**What you will do:** Between the line containing "the dry reed" and the line containing "out the apartment" lies a run of lines; give that run again exactly, with both of those lines, and nothing else from the entries below.

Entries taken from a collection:

--- --- ---

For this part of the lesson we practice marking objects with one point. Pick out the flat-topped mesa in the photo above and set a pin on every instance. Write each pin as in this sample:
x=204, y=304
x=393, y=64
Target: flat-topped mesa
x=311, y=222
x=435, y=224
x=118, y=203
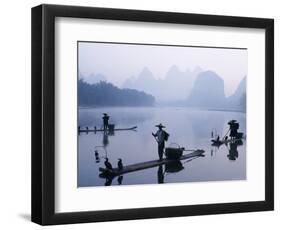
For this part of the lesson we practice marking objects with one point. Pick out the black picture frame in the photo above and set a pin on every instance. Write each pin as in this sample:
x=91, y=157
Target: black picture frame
x=43, y=114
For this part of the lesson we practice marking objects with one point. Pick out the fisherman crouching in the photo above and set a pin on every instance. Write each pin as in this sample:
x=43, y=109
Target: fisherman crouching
x=160, y=136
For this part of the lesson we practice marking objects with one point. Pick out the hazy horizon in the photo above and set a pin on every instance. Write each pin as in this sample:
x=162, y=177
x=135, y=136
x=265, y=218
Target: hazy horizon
x=120, y=62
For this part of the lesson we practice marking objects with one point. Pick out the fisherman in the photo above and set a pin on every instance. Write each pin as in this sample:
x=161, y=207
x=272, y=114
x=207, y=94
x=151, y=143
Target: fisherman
x=120, y=164
x=161, y=136
x=233, y=127
x=105, y=121
x=107, y=164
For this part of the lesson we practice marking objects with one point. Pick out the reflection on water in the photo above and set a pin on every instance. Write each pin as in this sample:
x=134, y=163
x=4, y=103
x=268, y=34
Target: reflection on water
x=192, y=129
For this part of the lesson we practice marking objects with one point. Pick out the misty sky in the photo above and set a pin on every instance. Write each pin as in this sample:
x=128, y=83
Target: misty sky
x=117, y=62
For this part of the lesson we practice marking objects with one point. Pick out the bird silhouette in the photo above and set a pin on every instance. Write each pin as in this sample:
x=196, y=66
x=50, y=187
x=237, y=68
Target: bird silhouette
x=107, y=164
x=120, y=164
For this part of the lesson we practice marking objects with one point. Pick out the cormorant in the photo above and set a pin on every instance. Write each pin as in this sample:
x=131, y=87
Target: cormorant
x=120, y=164
x=107, y=164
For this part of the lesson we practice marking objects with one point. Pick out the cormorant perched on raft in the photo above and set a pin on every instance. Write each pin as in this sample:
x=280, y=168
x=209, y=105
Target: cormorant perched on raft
x=120, y=164
x=107, y=164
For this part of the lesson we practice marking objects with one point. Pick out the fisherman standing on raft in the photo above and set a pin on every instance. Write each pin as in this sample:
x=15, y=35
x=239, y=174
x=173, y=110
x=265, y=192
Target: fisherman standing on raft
x=105, y=121
x=233, y=126
x=161, y=136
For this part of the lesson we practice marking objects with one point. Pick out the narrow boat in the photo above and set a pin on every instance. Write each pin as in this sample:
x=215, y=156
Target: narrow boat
x=221, y=142
x=102, y=130
x=148, y=164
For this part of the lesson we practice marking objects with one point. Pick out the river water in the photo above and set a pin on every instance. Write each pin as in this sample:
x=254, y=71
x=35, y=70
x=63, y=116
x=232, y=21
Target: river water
x=189, y=128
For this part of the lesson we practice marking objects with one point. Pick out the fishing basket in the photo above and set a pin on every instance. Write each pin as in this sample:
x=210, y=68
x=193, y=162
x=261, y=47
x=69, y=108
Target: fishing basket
x=174, y=151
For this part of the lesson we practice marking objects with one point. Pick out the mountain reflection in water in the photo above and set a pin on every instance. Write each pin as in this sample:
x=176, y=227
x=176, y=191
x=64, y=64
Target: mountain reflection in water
x=189, y=128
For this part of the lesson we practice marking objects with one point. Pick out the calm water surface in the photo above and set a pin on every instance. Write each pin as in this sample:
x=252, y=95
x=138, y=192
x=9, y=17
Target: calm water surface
x=187, y=127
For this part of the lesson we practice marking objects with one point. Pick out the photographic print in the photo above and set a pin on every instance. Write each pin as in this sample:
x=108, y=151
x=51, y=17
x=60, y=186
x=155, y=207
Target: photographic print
x=156, y=114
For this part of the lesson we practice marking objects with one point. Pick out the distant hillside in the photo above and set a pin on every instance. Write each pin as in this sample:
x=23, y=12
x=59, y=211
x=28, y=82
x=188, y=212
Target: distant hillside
x=93, y=78
x=176, y=84
x=239, y=97
x=208, y=91
x=106, y=94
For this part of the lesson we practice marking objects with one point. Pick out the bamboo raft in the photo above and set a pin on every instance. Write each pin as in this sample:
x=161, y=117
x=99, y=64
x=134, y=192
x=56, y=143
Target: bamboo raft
x=102, y=130
x=148, y=164
x=221, y=142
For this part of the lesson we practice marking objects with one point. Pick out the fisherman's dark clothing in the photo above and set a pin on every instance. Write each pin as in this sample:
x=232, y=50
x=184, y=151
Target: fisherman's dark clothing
x=161, y=142
x=161, y=147
x=233, y=129
x=105, y=122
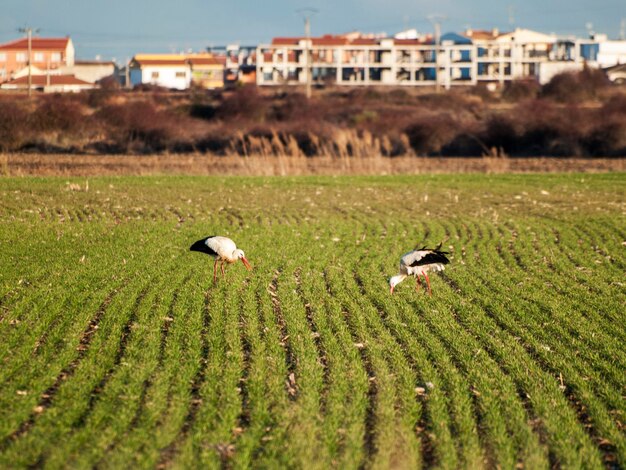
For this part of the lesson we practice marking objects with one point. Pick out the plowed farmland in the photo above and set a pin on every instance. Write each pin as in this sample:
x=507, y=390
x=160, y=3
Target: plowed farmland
x=117, y=350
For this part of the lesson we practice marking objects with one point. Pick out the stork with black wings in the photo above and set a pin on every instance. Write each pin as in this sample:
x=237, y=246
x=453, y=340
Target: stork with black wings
x=417, y=263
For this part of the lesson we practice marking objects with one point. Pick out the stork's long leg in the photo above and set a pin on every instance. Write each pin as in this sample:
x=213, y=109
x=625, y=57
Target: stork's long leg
x=428, y=283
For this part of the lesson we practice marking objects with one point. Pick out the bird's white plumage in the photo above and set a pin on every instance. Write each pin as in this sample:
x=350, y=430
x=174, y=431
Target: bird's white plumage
x=418, y=263
x=223, y=249
x=223, y=246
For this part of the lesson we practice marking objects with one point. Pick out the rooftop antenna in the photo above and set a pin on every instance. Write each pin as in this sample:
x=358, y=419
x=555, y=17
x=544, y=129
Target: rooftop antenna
x=436, y=20
x=306, y=14
x=29, y=32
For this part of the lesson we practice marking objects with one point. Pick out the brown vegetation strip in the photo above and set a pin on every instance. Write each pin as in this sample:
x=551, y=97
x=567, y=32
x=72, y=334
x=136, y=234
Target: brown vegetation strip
x=197, y=164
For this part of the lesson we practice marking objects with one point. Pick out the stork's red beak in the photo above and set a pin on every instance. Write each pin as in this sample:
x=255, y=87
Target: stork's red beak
x=246, y=264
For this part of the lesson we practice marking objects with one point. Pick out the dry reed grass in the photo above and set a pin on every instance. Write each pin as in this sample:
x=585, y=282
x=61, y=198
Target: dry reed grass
x=288, y=165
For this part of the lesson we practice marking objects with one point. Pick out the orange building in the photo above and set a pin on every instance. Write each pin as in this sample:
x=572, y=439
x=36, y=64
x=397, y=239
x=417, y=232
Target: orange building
x=46, y=54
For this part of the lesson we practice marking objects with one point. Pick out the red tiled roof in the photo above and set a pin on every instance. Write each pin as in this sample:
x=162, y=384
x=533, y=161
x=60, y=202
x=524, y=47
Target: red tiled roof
x=286, y=41
x=330, y=41
x=93, y=62
x=164, y=62
x=43, y=80
x=365, y=42
x=37, y=44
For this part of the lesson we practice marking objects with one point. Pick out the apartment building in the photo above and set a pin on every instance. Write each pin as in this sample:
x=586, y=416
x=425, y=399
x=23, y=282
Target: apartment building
x=47, y=54
x=458, y=59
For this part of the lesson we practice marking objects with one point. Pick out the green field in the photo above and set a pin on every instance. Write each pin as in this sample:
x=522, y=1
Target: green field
x=117, y=351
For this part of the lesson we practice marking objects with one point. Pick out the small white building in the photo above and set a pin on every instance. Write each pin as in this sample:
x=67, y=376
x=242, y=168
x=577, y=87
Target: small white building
x=611, y=53
x=166, y=70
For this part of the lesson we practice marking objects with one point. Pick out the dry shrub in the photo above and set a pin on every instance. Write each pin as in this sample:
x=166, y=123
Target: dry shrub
x=59, y=113
x=138, y=126
x=13, y=125
x=429, y=133
x=243, y=103
x=518, y=90
x=571, y=87
x=607, y=136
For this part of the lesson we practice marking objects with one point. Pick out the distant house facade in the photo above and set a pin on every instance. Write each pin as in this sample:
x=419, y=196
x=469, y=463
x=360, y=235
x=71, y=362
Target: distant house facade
x=178, y=71
x=166, y=70
x=47, y=54
x=49, y=84
x=207, y=71
x=459, y=59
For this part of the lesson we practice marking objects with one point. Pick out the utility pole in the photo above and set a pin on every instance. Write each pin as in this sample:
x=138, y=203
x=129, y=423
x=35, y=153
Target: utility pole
x=29, y=32
x=512, y=16
x=307, y=13
x=436, y=22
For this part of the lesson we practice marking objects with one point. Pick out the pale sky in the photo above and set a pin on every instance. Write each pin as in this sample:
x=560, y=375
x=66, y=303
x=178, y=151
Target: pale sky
x=119, y=29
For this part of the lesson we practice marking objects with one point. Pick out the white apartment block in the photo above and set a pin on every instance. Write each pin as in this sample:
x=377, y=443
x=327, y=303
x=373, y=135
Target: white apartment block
x=468, y=59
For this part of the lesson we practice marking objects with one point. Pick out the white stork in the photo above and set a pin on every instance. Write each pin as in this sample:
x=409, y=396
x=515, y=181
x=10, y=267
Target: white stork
x=223, y=249
x=418, y=262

--- --- ---

**Solution to this exercise:**
For this part of the lesson we practice marking objects with one point. Pick out the dry reed grass in the photo above and set a pin on every instance. Write each pin as in this sample:
x=585, y=282
x=61, y=198
Target: dry reed grass
x=288, y=165
For this part of the lesson we practice marking objects with one point. Pick out the orange building in the photo above and set a pin on every instance. Write each pin as in this sample:
x=572, y=439
x=36, y=64
x=397, y=239
x=417, y=232
Target: orange building
x=46, y=54
For this part of the lesson we practice marking objects with one point. Pick out the red tiled roof in the photo above and set a pin on every instance. Write each pin as in this sample:
x=162, y=384
x=533, y=161
x=60, y=202
x=524, y=47
Target: red tiled roof
x=286, y=41
x=330, y=41
x=93, y=62
x=164, y=62
x=43, y=80
x=365, y=42
x=37, y=44
For this part of the lesson we practice marking objects with one point. Pick out the apartment building in the photo above and set a pin on every instance. Write each pin as in this sample:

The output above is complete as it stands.